▸ **SHORT EXERCISE**: Select and copy every line of the material below that contains the string "tail", treating uppercase and lowercase as different.

(Point annotation records)
┌──

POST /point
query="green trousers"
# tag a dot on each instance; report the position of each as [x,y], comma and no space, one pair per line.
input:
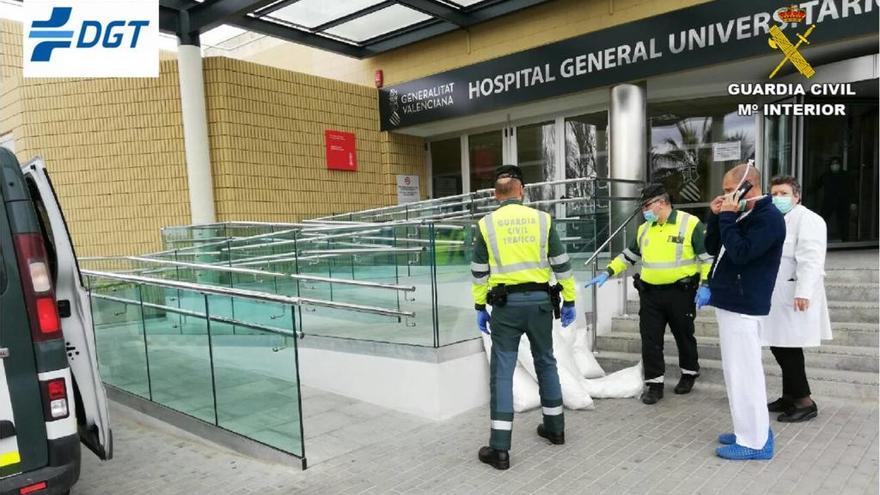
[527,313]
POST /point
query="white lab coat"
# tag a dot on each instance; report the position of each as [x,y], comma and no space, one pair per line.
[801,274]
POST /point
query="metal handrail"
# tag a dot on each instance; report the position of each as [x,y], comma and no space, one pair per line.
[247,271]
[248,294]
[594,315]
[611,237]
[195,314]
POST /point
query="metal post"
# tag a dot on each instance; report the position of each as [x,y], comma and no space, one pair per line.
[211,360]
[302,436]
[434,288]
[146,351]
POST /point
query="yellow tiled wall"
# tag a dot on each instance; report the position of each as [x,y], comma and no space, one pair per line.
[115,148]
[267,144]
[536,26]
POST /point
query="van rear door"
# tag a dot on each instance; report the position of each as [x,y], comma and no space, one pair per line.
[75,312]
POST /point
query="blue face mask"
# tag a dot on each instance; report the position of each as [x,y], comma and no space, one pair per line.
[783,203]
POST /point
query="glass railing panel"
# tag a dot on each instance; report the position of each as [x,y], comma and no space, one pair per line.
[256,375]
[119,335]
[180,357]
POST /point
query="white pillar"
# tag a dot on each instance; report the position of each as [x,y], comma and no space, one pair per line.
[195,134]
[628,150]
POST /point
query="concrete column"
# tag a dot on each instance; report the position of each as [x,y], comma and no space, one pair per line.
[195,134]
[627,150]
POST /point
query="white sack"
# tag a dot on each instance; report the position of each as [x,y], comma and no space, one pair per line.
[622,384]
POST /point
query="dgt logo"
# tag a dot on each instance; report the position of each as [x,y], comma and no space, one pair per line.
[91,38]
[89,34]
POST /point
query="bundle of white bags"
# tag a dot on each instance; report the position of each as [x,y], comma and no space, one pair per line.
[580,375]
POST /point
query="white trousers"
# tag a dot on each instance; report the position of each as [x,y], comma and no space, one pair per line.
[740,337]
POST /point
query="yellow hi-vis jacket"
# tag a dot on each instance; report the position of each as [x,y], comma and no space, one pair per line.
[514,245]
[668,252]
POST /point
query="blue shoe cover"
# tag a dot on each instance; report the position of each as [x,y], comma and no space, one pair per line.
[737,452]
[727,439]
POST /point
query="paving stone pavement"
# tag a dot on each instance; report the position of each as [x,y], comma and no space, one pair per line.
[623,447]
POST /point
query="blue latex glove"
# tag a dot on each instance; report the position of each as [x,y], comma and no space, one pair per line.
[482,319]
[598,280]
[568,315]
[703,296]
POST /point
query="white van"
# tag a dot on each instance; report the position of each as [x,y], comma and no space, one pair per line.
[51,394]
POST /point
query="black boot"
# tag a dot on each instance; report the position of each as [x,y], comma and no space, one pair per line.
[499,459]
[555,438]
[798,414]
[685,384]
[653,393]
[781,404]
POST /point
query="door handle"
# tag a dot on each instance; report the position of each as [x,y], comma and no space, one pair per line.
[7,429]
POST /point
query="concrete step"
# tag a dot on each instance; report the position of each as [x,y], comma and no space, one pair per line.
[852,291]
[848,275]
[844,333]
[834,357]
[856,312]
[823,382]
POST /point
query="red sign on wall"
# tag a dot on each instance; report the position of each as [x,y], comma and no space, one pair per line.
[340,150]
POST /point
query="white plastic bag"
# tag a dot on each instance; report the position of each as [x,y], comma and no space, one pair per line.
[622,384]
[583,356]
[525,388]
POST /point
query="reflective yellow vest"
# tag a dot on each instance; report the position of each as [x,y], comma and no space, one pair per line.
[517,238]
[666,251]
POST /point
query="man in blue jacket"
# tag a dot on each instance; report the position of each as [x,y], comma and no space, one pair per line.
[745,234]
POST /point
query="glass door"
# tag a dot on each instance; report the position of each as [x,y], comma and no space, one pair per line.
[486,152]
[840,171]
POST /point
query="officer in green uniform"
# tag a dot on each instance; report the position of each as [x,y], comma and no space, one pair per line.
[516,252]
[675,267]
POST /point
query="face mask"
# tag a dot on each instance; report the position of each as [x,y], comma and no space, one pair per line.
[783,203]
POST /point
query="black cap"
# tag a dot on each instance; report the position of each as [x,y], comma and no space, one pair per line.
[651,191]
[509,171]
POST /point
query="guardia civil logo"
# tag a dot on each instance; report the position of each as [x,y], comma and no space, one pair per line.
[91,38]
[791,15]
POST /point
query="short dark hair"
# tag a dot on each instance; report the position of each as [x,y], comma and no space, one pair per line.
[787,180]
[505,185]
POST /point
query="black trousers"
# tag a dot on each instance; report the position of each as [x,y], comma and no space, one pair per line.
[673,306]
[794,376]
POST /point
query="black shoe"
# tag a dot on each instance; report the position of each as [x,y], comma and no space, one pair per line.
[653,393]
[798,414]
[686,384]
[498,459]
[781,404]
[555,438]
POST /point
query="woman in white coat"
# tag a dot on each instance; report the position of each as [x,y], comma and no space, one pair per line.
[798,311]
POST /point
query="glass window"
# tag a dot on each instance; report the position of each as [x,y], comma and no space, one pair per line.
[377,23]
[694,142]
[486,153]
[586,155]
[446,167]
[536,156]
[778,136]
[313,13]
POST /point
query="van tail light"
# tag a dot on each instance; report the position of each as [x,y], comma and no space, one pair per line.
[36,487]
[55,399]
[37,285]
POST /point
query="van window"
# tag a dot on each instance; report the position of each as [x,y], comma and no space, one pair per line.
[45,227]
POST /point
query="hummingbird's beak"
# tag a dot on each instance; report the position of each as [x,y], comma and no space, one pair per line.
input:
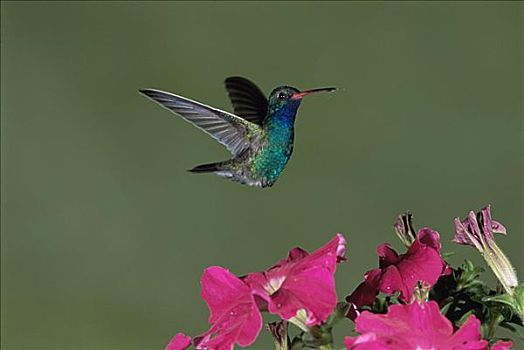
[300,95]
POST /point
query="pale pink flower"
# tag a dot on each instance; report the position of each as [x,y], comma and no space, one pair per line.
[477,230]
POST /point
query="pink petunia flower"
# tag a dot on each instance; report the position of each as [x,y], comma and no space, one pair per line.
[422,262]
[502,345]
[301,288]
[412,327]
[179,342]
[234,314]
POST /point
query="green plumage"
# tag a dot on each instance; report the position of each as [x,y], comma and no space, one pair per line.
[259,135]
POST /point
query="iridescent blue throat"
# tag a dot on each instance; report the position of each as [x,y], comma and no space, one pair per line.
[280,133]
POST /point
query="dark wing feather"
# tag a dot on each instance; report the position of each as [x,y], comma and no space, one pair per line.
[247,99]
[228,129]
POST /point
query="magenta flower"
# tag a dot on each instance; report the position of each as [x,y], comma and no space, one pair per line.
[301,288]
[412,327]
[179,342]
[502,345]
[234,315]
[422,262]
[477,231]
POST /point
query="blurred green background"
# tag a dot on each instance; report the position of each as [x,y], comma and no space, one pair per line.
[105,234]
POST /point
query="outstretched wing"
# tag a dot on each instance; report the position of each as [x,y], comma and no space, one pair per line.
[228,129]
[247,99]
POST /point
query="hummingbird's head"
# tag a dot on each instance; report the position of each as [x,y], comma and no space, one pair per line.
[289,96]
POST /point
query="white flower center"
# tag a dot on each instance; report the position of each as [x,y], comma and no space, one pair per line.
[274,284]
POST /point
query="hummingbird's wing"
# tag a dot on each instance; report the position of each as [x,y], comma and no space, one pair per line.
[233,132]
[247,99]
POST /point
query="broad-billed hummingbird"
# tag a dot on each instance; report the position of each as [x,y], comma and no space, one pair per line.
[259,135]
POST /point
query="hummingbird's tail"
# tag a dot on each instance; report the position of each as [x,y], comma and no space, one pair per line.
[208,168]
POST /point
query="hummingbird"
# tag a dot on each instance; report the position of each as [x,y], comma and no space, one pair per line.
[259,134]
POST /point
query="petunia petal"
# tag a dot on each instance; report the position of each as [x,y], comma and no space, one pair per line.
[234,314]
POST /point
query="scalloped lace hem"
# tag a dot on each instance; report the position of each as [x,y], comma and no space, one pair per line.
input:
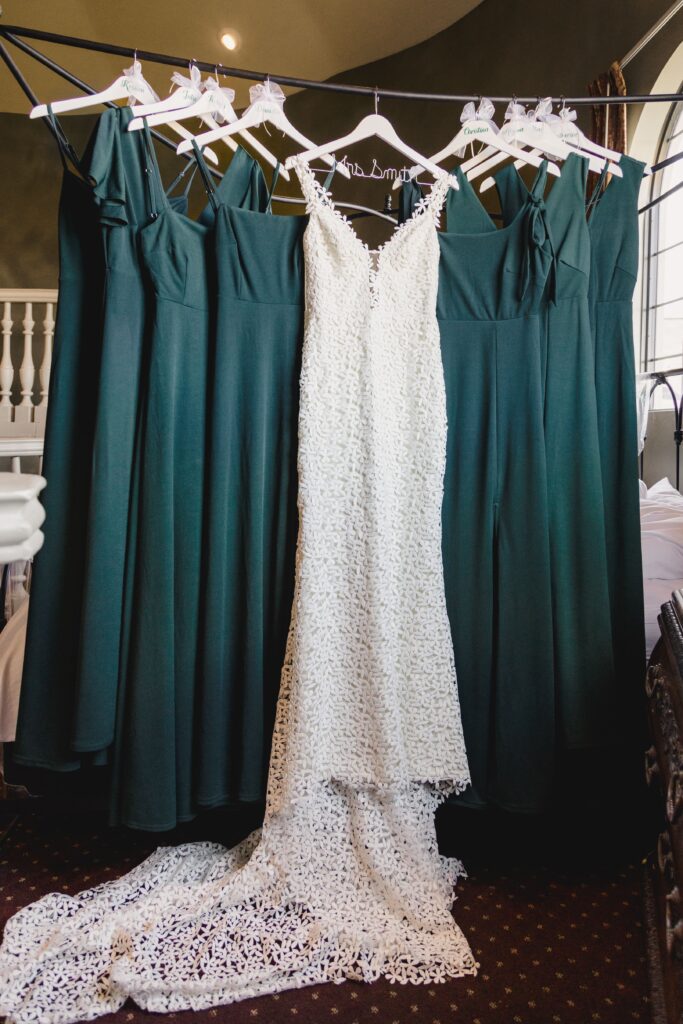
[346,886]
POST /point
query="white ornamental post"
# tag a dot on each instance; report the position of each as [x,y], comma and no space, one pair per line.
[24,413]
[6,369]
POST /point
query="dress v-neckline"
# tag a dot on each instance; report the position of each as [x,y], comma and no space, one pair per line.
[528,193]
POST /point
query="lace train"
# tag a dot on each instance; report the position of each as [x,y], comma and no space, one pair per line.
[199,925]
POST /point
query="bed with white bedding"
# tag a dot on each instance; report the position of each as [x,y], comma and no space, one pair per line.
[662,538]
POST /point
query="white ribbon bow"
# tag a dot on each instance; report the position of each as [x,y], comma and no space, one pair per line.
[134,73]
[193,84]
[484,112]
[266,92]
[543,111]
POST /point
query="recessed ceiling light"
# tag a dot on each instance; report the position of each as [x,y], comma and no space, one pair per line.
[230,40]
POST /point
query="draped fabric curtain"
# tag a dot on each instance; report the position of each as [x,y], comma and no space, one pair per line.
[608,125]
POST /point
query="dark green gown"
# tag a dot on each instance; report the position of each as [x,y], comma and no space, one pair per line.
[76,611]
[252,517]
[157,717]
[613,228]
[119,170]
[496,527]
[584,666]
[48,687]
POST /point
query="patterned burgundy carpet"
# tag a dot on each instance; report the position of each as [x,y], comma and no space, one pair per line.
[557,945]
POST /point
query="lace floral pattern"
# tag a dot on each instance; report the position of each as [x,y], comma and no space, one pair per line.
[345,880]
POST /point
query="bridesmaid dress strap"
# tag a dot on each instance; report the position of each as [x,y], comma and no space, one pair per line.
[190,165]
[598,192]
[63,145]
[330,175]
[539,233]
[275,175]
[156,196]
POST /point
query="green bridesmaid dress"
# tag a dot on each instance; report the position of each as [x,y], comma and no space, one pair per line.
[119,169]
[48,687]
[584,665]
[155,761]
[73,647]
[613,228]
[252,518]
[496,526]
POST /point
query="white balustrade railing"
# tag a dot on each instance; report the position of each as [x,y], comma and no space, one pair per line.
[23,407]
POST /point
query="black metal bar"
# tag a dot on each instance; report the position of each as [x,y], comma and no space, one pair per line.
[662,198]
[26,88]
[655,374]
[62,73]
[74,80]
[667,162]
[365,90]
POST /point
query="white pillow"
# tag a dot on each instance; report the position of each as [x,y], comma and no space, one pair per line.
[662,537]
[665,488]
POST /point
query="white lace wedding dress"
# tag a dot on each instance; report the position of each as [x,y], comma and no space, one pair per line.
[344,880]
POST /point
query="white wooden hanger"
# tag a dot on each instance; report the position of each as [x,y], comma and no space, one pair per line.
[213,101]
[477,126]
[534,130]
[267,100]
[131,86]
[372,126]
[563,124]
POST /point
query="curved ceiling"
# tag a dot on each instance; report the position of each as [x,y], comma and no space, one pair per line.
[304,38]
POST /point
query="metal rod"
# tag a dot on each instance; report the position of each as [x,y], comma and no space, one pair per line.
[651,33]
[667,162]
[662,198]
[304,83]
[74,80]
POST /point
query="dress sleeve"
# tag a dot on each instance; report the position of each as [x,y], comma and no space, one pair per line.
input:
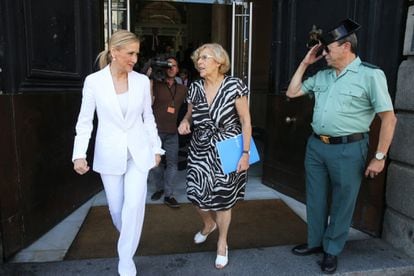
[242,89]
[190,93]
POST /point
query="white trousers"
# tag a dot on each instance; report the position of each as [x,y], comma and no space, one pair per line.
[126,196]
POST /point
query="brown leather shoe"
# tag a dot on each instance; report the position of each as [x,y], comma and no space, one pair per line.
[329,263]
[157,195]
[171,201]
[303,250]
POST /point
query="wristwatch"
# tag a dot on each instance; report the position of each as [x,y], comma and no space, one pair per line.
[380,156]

└──

▸ **RIGHT ANSWER**:
query="van tail light"
query="hummingbird's tail"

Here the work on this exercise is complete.